» PROBLEM TO SOLVE
All records should be written out again exactly.

[Records drawn from a dataset]
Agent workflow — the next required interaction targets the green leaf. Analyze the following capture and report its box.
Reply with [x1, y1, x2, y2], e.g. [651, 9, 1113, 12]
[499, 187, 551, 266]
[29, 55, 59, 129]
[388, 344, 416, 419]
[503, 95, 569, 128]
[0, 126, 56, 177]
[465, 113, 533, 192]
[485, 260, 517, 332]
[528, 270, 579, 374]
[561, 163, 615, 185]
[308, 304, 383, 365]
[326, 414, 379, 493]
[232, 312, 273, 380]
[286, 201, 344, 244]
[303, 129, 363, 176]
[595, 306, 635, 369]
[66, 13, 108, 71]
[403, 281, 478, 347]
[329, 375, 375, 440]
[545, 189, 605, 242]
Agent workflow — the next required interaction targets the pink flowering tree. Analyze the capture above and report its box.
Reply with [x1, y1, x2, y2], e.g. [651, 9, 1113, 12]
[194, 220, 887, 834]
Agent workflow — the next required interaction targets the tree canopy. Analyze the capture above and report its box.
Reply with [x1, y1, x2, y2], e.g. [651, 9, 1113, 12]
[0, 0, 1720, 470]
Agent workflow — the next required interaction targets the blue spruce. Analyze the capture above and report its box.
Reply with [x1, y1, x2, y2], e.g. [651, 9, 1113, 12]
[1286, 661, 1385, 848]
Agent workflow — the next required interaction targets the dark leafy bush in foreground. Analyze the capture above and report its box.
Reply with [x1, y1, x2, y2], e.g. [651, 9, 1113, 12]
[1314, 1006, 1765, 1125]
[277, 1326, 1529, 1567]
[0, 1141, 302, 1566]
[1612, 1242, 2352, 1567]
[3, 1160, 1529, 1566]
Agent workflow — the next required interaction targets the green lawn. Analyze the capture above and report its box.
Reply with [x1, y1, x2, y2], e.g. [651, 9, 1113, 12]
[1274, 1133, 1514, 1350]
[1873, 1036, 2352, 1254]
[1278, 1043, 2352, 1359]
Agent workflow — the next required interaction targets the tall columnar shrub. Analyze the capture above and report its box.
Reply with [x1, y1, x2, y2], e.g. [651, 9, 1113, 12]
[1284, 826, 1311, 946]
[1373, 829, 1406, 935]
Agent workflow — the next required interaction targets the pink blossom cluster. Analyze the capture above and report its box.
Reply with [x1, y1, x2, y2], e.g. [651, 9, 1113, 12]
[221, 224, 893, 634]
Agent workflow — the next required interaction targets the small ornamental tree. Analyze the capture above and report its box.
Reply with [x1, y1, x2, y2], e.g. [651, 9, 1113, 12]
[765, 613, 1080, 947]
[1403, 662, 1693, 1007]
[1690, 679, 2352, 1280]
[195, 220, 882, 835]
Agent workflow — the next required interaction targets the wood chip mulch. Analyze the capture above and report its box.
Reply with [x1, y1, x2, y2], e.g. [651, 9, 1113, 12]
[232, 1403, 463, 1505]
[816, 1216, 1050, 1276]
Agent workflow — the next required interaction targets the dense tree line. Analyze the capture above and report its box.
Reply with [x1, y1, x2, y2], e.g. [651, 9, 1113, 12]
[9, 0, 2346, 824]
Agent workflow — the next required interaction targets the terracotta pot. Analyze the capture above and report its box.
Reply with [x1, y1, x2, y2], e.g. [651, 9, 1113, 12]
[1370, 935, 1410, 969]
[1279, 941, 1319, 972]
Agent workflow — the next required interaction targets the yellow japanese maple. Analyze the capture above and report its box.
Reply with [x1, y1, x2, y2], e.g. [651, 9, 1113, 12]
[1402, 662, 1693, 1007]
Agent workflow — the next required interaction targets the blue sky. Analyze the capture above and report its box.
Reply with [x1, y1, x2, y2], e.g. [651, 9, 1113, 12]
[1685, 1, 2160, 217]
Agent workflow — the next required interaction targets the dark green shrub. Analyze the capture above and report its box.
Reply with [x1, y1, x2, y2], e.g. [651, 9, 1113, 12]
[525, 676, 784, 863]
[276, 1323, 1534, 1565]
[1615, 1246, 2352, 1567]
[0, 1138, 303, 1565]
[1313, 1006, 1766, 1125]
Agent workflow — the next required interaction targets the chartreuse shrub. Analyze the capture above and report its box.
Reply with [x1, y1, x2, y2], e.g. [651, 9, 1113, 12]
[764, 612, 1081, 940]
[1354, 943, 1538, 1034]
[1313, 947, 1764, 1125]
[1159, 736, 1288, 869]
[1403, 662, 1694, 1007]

» TASK OUTPUT
Agent workflow — the next required interaction targets the green leaf. Analyze the following capture and report its box.
Reply with [x1, y1, x2, y2], e.g. [651, 9, 1113, 12]
[499, 187, 551, 266]
[29, 55, 59, 129]
[388, 344, 416, 419]
[503, 95, 569, 128]
[0, 126, 56, 177]
[465, 113, 533, 192]
[485, 260, 517, 332]
[528, 270, 579, 374]
[561, 163, 615, 185]
[308, 304, 383, 365]
[326, 414, 379, 493]
[232, 312, 273, 380]
[286, 201, 344, 244]
[303, 129, 363, 176]
[595, 306, 635, 369]
[66, 13, 108, 71]
[403, 281, 478, 347]
[329, 375, 375, 440]
[545, 189, 605, 242]
Agent workflow — the next required interaction targets the pink flowering tree. Analyze the capture above and report its box.
Reply with [x1, y1, x2, y2], e.g. [651, 9, 1113, 12]
[194, 220, 887, 834]
Agent workflow — the next required interaction targets the tree canopy. Analyze the capture above and report its box.
Reply with [x1, y1, x2, y2], e.g. [651, 9, 1113, 12]
[0, 0, 1720, 470]
Agent workflow — the next required interaction targets the blue spruce. Analyze the capture above and report its box.
Reply with [x1, y1, x2, y2], e.g. [651, 9, 1113, 12]
[1286, 661, 1385, 848]
Agent workflow — the next required interaction targets the dark leafy bush in foreground. Analyze the capture above and report its box.
Reply with [x1, y1, x2, y2], e.g. [651, 9, 1113, 12]
[1314, 1006, 1765, 1125]
[277, 1326, 1529, 1567]
[0, 1141, 302, 1566]
[1612, 1242, 2352, 1567]
[3, 1160, 1529, 1566]
Agent workflow — the next required interaction targets the green lawn. Analyze the capture above and report its box.
Reply with [x1, y1, x2, y2], e.g. [651, 9, 1113, 12]
[1274, 1133, 1514, 1350]
[1873, 1036, 2352, 1254]
[1278, 1043, 2352, 1359]
Agent workflow — the next required interaction targets the tall columnar shrub. Analyze the capture above and report its box.
Reply with [x1, y1, x2, y2], e.g. [651, 9, 1113, 12]
[1284, 826, 1311, 946]
[1373, 829, 1406, 935]
Agent workflow — the next required interaction targets the pink blossom cluster. Analyze the capture above and report its box.
Reply with [x1, y1, x2, y2], e.g. [651, 9, 1113, 12]
[221, 224, 893, 634]
Agent workflow — the next required interaction targets the small ornamental tree. Analyze the capture above and report its box.
Reply with [x1, y1, x2, y2], e.g. [651, 9, 1113, 12]
[765, 613, 1080, 947]
[1403, 662, 1693, 1007]
[1690, 679, 2352, 1280]
[195, 220, 882, 835]
Agent workflow — the next required interaction targets the wood chip mulch. Analyze the capture above and report its box.
Reply with [x1, y1, x2, y2], e.g. [651, 9, 1113, 12]
[232, 1403, 463, 1505]
[816, 1216, 1050, 1276]
Agent workflow — the next required interaction targets the dense tree line. Analyze the capture above and report its box.
Reply with [x1, y1, x2, y2], e.g. [651, 9, 1113, 12]
[9, 0, 2346, 824]
Agent workflow — the next required interaction targets the terracotta pot. Analyze the capture above and report its box.
Reply with [x1, y1, x2, y2], e.g. [651, 9, 1113, 12]
[1370, 935, 1410, 969]
[1279, 941, 1319, 972]
Agent workflow — the next required interaction targets the yellow japanese maple. Analyze the capture above and report its box.
Reply with [x1, y1, x2, y2], e.g. [651, 9, 1113, 12]
[1402, 662, 1693, 1007]
Agent workflow — the next required interaction targets the blue sky. Analyze the capture above and report its box.
Reply with [x1, y1, x2, y2], e.g. [651, 9, 1113, 12]
[1685, 1, 2160, 217]
Agent workflow — the next required interaction targets the dark green shrub. Analyze the capture above and report its box.
Reply with [x1, y1, x2, y2], e.g. [651, 9, 1113, 12]
[525, 676, 784, 863]
[276, 1323, 1534, 1565]
[1615, 1246, 2352, 1567]
[0, 1138, 303, 1565]
[1313, 1006, 1766, 1125]
Agent workflow — the next required interaction targets the chartreuse shrub. Analyze the capture above and report its box.
Reply with [x1, y1, x2, y2], e.g. [651, 9, 1113, 12]
[764, 612, 1081, 940]
[1354, 943, 1538, 1034]
[1313, 947, 1764, 1125]
[1159, 736, 1288, 869]
[1403, 662, 1694, 1007]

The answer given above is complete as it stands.